TRECHO DO DOCUMENTO:
*-*-*

Muita, mas muita gente mesmo considera a ignorância um alento, como se desconhecer um disparo tornasse alguém à prova de balas. Eu poderia tecer um artigo quilométrico a respeito, mas me aterei a três casos de que tenho conhecimento na prática, resguardando nomes e características pessoais, ara evitar problemas. Inicio com o caso de uma diarista desastrada, facto recente, que reescalonou meu conceito de alienação;
A mãe de uma amiga contractou uma diarista que lhe fora indicada, diziam saber fazer bem o serviço doméstico. A dona da casa saiu para arcar com seus compromissos, confiante, quando a certa altura do dia, a diarista liga questionando, indignada, o que eles tinham feito para as panelas ficarem tão encardidas. Disse ter sido necessário usar uma faca para raspar a sujeira, que estava grudada nas peças, que tinha levado o dia inteiro na tarefa. Voltando para casa, ela viu o que temia: a diarista raspou todo o teflon que havia naquela cozinha.
Não, ninguém é obrigado a conhecer o que não faz parte de seu cotidiano, mas se sair do pequeno mundo onde ele é possível, o desconhecimento do mundo exterior vai trazer problemas; a questão não é "se", mas "quando" vai acontecer o pior. Principalmente se a pessoa insistir em usar de seus modos costumeiros em um ambiente que desconhece, ambos podem ser e geralmente são incompatíveis. Sair da clausura cultural que lhe dá a torpe sensação de felicidade, vai exigir que abra mão do conforto alienativo que pode ser muito caro ao indivíduo, como parecia ser para aquela diarista.

*-*-*

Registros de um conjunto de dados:
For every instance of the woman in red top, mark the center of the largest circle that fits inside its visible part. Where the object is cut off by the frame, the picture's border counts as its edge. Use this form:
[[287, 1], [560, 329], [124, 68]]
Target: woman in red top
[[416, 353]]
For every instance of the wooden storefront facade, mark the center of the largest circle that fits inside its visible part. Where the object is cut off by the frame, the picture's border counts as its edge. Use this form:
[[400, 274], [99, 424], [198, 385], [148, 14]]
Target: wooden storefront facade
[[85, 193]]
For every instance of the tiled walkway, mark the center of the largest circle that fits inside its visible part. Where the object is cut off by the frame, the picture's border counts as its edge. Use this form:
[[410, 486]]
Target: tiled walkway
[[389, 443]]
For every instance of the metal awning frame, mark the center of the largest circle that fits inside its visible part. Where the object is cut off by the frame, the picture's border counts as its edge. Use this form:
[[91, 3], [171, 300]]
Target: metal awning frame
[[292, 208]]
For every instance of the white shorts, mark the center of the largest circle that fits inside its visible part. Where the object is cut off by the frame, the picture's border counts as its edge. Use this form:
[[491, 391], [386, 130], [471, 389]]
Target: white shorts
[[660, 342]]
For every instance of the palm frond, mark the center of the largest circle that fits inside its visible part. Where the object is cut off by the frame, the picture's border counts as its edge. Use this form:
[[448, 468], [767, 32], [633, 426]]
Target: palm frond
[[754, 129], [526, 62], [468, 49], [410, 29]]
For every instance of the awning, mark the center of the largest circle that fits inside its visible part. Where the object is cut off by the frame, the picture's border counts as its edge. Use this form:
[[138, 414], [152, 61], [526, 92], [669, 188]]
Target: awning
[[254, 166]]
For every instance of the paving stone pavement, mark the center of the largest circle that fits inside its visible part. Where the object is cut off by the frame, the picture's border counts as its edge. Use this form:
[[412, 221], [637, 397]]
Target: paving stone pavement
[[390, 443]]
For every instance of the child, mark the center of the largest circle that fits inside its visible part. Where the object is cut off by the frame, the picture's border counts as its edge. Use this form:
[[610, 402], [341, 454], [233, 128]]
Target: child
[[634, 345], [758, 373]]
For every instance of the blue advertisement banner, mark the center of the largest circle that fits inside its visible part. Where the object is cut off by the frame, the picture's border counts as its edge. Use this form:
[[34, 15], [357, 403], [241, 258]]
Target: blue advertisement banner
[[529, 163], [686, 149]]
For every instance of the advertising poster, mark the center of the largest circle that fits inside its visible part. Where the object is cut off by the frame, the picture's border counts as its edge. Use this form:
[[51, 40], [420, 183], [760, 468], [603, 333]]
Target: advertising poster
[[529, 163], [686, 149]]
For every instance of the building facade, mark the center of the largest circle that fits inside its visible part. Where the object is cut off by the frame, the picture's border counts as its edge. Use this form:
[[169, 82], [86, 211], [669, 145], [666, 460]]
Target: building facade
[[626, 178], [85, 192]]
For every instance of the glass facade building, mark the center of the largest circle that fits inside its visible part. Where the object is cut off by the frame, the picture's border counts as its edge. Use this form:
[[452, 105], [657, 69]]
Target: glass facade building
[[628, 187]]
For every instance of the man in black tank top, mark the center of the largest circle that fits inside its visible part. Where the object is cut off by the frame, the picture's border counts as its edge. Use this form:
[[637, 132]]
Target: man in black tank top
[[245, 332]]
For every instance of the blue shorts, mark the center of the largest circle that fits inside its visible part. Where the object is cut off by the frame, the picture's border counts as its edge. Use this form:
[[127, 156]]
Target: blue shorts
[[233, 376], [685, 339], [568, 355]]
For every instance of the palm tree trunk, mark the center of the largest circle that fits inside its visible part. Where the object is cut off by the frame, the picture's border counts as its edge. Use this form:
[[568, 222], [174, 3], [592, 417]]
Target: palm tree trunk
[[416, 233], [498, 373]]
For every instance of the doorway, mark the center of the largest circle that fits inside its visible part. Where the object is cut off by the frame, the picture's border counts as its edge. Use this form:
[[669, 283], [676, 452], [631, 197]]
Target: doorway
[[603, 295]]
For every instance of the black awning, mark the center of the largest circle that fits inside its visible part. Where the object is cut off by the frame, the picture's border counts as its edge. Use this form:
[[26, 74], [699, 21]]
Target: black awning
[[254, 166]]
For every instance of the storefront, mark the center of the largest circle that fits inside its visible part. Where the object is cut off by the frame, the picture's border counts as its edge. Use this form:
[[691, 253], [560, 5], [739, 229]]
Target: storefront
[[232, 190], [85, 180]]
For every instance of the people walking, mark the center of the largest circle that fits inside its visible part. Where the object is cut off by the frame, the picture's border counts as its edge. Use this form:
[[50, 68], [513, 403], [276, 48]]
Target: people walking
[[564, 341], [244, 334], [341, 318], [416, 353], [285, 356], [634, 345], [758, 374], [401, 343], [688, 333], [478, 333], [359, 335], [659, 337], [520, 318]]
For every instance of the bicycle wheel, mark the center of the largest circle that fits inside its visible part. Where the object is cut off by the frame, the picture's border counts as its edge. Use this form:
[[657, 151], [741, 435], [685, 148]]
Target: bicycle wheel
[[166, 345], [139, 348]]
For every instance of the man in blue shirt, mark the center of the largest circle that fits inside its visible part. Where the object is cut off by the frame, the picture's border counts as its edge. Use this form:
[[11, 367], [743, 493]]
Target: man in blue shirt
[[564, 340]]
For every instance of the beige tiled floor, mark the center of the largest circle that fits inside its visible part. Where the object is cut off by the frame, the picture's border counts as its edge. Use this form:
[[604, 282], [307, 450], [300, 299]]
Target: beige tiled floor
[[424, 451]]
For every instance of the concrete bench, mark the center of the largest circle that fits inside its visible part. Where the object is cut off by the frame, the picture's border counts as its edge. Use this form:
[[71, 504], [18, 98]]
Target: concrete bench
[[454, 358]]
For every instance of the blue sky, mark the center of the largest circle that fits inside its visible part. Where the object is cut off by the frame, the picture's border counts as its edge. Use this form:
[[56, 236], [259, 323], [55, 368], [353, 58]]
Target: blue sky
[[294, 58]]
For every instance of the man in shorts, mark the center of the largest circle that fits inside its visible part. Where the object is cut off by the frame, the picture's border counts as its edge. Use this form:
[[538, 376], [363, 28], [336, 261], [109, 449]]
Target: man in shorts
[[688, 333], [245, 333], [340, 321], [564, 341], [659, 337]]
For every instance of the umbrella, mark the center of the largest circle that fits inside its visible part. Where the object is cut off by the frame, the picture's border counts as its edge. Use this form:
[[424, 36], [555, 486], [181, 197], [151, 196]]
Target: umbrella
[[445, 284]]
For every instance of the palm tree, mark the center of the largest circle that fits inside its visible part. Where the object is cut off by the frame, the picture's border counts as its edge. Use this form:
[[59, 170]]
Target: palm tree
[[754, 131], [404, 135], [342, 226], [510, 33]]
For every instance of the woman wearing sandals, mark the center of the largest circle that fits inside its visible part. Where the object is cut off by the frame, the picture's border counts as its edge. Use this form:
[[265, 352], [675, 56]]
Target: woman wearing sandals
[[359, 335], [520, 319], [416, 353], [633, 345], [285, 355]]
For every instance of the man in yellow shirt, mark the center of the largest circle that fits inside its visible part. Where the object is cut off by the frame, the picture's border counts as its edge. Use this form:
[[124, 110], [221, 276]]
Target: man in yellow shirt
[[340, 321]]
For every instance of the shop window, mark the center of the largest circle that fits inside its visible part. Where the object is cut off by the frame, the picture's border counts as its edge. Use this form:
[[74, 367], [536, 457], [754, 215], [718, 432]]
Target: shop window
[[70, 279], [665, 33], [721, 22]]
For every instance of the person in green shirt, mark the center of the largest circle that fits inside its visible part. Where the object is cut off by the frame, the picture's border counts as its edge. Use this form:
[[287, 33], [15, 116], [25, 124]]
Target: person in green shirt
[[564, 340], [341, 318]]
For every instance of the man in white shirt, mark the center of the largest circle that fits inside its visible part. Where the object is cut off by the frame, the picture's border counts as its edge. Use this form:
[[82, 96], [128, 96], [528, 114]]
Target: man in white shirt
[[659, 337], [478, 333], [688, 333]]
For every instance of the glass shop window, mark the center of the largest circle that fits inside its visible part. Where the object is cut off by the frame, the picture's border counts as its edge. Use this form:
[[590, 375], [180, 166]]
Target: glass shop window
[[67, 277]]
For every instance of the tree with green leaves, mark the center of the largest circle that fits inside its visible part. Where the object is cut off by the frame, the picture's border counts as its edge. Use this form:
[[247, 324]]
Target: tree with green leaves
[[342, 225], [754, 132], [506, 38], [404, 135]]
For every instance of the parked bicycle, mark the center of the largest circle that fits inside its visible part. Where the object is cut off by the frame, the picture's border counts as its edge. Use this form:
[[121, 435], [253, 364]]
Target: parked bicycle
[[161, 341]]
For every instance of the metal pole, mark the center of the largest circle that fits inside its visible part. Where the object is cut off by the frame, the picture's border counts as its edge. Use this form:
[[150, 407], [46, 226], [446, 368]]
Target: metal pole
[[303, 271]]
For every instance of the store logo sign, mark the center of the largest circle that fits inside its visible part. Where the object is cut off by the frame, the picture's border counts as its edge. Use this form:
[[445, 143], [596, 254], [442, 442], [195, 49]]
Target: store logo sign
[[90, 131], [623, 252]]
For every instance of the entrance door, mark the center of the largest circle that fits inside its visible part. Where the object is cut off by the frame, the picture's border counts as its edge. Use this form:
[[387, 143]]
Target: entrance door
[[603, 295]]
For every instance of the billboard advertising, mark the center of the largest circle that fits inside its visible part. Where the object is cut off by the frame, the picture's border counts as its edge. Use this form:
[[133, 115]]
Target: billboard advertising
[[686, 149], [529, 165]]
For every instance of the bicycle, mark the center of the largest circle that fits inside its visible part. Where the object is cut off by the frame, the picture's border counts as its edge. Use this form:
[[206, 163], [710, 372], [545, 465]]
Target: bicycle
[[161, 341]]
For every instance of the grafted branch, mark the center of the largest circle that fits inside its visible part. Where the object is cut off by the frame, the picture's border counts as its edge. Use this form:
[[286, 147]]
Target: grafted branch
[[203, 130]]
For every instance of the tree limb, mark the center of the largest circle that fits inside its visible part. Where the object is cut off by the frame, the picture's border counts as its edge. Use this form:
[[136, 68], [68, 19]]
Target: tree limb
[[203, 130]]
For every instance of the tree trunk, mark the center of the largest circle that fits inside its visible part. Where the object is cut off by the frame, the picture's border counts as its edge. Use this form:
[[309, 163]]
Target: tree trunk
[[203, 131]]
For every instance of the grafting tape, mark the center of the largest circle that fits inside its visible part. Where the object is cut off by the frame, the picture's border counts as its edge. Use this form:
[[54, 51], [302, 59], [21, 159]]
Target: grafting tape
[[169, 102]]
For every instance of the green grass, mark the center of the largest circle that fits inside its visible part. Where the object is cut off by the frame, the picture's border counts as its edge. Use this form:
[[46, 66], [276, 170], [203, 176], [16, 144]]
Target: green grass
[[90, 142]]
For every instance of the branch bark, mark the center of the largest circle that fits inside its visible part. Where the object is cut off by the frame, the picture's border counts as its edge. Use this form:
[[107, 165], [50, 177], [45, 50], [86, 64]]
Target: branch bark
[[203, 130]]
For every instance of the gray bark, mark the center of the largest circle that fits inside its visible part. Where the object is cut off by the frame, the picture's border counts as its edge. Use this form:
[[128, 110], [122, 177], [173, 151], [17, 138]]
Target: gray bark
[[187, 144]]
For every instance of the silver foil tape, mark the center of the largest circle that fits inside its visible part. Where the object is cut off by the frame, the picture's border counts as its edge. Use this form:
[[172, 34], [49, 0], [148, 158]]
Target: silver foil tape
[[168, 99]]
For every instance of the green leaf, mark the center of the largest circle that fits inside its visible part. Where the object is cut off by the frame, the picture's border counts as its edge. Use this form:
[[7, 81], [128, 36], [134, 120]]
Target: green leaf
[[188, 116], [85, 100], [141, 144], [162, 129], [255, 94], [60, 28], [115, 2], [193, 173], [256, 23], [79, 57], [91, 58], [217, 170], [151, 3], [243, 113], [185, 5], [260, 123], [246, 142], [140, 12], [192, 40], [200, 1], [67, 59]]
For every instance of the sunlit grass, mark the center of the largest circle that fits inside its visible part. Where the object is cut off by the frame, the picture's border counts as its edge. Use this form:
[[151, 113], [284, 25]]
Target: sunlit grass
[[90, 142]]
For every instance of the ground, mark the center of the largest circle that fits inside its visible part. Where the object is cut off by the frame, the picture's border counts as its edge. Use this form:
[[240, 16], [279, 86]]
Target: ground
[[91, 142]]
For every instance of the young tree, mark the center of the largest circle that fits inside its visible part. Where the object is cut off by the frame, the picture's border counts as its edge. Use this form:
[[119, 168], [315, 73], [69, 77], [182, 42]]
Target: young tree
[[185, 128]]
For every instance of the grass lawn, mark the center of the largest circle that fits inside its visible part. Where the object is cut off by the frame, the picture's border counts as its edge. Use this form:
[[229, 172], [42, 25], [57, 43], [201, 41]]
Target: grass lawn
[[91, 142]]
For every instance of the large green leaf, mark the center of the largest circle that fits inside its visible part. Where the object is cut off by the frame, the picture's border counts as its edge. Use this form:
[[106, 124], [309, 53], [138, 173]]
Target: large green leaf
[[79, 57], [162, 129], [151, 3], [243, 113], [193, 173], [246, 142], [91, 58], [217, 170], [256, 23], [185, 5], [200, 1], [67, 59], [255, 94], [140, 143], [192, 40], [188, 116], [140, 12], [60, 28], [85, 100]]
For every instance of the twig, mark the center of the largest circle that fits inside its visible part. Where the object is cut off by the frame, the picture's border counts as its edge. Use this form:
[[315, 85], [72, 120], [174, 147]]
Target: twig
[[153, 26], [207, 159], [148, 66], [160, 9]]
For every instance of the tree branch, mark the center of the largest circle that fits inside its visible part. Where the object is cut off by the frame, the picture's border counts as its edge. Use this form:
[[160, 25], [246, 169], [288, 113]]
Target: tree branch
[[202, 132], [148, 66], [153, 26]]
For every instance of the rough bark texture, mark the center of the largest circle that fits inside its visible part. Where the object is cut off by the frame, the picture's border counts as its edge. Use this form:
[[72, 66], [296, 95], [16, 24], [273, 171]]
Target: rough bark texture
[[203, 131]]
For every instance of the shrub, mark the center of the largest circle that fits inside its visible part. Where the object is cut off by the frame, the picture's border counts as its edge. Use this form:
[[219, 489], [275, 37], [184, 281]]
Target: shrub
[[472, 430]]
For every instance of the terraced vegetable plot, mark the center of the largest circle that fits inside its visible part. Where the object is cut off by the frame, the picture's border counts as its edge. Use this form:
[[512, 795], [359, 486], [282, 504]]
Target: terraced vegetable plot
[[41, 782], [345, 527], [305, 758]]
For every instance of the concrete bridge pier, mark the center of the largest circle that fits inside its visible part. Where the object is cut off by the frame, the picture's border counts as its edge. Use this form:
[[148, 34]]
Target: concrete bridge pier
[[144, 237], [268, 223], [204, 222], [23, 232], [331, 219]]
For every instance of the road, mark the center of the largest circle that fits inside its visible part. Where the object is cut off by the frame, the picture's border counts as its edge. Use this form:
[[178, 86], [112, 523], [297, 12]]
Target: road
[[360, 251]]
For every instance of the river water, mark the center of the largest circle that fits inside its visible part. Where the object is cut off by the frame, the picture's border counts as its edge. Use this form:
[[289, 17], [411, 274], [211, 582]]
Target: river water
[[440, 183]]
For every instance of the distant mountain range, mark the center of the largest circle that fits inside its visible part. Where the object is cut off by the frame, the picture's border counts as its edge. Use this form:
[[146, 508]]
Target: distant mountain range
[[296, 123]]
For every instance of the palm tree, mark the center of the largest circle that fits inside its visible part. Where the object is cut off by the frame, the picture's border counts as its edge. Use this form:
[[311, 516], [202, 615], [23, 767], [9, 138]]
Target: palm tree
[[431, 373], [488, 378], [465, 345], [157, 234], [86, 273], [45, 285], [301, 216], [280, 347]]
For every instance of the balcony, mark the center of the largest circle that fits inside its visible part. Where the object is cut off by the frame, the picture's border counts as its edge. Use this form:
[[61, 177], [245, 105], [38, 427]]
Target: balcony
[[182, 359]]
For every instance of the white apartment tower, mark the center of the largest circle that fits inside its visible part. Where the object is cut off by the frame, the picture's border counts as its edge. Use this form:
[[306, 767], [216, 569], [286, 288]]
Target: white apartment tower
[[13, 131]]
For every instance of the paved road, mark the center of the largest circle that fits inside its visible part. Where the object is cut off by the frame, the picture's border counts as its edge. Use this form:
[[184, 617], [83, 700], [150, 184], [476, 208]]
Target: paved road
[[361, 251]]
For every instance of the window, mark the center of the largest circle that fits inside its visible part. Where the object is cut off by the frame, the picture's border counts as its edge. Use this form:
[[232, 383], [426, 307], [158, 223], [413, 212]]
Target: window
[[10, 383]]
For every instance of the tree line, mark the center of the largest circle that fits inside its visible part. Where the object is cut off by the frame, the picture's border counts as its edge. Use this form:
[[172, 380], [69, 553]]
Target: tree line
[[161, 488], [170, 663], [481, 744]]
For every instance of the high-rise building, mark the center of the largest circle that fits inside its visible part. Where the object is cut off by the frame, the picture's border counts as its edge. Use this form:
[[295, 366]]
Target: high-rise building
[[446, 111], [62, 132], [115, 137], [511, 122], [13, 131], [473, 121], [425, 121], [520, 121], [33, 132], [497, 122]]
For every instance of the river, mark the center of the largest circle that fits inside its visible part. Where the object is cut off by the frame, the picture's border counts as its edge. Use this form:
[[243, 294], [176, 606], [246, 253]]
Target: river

*-*-*

REQUISITOS DA TAREFA: Reproduza fielmente a passagem do texto sobre a ignorância que vai de "Não, ninguém é" a "para aquela diarista.", incluindo esses dois extremos.

RESPOSTA DO EXERCÍCIO:
Não, ninguém é obrigado a conhecer o que não faz parte de seu cotidiano, mas se sair do pequeno mundo onde ele é possível, o desconhecimento do mundo exterior vai trazer problemas; a questão não é "se", mas "quando" vai acontecer o pior. Principalmente se a pessoa insistir em usar de seus modos costumeiros em um ambiente que desconhece, ambos podem ser e geralmente são incompatíveis. Sair da clausura cultural que lhe dá a torpe sensação de felicidade, vai exigir que abra mão do conforto alienativo que pode ser muito caro ao indivíduo, como parecia ser para aquela diarista.